What's the forecast for the US economy post-tariffs? Analyze the shifting outlook for GDP growth, inflation trends, job market stability, and potential recession triggers.

author Stephen Stanczak

Stephen Stanczak

Last updated Apr 15, 2025

Economic Outlook: From Exceptionalism to Recession Watch

A week has passed since Liberation Day on April 2. The world was rocked by super high, broad-based tariffs announced by President Trump far in excess of what anyone expected.

The markets reacted violently, both up and down, in the following days with the S&P 500 ultimately down about 5% as of the time of writing.

People did not get the certainty they were looking for from the tariff reveal. The initial announcement was followed by a confusing series of pauses, ambiguous details, exemptions, and tit-for-tat increases.

Aside from the escalating trade war with China, Trump has started walking back tariffs after the markets, especially the bond market, largely rebuked the policy.

A few months ago "American Exceptionalism" was the dominant narrative. This has been replaced with discussions of recession probabilities.

But how likely is a recession, actually? How will this episode affect employment and prices? How have businesses been affected and where do we see it going?

In this article, we'll attempt to form a point of view around key economic topics in the midst of all this uncertainty.

Tariffs

First, let's establish a common understanding of tariffs. The dust has yet to settle on tariffs, but the picture is developing. We know tariffs will stick at some level but that level will likely be overall lower than the rates unveiled on the famous Liberation Day posterboard.

For this article, I will make the following assumptions. The 10% baseline tariffs will stay as an average for most countries globally. The Chinese tariff rate will be negotiated down from its current 145% but will be higher than other countries at around the 25% level.

(Supplied data)
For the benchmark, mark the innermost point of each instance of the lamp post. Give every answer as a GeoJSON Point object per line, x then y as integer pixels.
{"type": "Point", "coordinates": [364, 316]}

(To do)
A: Based on the economic outlook article, mark each statement yes or no and quote the words that decide it: (i) The S&P 500 was down about 5% at the time of writing. (ii) The author assumes the Chinese tariff rate will stay at 145%. (iii) Liberation Day fell on April 2.
B: Repeat the economic outlook article word for word from "author Stephen Stanczak" to "time of writing.".
C: Go on with the economic outlook article from the point where it stops.
The material plays no part in this.

(Expected results)
A:
(i) Yes: "with the S&P 500 ultimately down about 5% as of the time of writing"
(ii) No: "The Chinese tariff rate will be negotiated down from its current 145%"
(iii) Yes: "Liberation Day on April 2"

B:
author Stephen Stanczak

Stephen Stanczak

Last updated Apr 15, 2025

Economic Outlook: From Exceptionalism to Recession Watch

A week has passed since Liberation Day on April 2. The world was rocked by super high, broad-based tariffs announced by President Trump far in excess of what anyone expected.

The markets reacted violently, both up and down, in the following days with the S&P 500 ultimately down about 5% as of the time of writing.

C:
Reciprocal tariffs will be largely negotiated away via deals made with other countries involving buying U.S. goods (similar to the China Phase One agreement), sharing the military burden, and other concessions. Given all this, we'll assume an increase in the tariff rate of 15%.

Deals are likely since the U.S. is the only large country with very large deficits. Other countries lack alternative markets of a comparable size, meaning they cannot easily replace U.S. demand without experiencing a drop in revenue. The U.S. holds significant buying power with the ability to influence prices. The U.S. is the world's biggest customer.

Trump is not just interested in zero tariff rates, he is gunning for zero trade deficits.
While the trade balance should improve after this plays out, eliminating the trade deficit fully is not realistic. Most countries are poorer than America with weaker currencies. Furthermore, aside from agriculture products, it's unclear what some would even buy from America as it manufacturers fewer goods.

Treasury Secretary Scott Bessent said the government is estimating $300-600 billion in tariff revenue per year. This is huge - in the range of the total tax revenue received from all corporations which was $489 billion. Although after the first year or two that revenue should decrease as the U.S. imports decrease.

Growth

Tariffs will slow growth. Goldman Sachs estimates a 1.5% decrease in growth for every 15% increase in the average tariff rate. With a current GDP growth of 2% (which seemed to be already slowing), I expect U.S. GDP growth to be flat plus or minus 1%. This is far less than the goal of 3% GDP growth that Secretary Bessent is shooting for in the long term.

This will result in a shallow recession or at least a very slow growth environment. Part of the drag on growth will be slower business activity based on uncertainty and turmoil. It's hard to quantify but many deals, investments, IPOs, etc., have been delayed or shelved due to the tariff policy. This depresses growth.

Furthermore, if interest rates stay high (in order to keep inflation in check) and other credit  tightens, business growth will be slowed by less available funding.

On the pro-growth side, more tax cuts are expected to be passed partially funded by the tariff revenue. Also, more deregulation and cheaper energy are also on the roadmap for the Trump administration to spur growth.

Will there Be a Recession?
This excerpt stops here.